Filter the entries below and copy every line that contains the string "mouth". Uppercase and lowercase count as different.

Data for the task:
────
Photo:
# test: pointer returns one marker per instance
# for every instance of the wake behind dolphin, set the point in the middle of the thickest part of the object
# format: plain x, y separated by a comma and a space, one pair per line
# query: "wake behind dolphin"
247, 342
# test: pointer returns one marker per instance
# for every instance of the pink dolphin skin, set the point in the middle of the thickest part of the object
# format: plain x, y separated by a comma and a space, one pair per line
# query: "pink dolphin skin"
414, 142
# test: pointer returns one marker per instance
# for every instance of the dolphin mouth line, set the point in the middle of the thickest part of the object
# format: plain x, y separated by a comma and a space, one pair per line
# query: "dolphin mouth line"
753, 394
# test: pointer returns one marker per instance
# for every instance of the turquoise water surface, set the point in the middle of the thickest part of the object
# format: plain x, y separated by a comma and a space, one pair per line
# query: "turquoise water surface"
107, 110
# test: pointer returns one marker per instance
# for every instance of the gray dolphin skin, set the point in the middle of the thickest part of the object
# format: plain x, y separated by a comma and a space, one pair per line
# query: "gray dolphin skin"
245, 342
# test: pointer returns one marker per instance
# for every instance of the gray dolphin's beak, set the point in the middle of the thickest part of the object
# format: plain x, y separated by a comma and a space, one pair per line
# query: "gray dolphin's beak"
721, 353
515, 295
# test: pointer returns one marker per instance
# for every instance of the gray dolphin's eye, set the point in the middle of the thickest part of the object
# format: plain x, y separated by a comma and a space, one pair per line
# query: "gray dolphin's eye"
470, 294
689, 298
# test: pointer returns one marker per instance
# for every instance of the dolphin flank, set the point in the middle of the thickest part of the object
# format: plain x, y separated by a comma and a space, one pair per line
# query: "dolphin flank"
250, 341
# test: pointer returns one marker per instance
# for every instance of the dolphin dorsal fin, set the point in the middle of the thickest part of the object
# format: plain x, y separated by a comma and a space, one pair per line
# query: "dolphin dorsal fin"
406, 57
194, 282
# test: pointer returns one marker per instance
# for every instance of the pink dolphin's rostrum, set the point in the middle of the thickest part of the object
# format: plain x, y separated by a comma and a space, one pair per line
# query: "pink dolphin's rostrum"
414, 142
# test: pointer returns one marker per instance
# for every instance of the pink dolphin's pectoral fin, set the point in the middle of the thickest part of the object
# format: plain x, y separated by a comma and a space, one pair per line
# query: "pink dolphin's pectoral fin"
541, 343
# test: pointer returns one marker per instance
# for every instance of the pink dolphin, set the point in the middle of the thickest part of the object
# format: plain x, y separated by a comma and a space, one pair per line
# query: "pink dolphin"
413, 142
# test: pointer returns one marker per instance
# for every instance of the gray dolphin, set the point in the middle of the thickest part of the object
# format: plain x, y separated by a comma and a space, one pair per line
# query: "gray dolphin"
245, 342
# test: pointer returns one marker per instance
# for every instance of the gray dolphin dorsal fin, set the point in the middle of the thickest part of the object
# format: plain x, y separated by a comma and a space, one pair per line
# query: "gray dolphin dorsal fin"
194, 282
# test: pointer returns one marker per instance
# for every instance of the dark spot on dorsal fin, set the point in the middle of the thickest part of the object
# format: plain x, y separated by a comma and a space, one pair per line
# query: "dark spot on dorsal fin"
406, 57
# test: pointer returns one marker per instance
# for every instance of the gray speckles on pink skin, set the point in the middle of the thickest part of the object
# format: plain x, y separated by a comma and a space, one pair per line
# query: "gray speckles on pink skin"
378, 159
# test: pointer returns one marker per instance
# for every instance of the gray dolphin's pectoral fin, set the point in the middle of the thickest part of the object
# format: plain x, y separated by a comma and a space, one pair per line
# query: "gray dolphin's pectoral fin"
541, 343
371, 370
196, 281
────
Output below:
# for every instance of the dolphin mouth line, set the point in the middle of the thickest part of the object
# query: "dolphin mouth line"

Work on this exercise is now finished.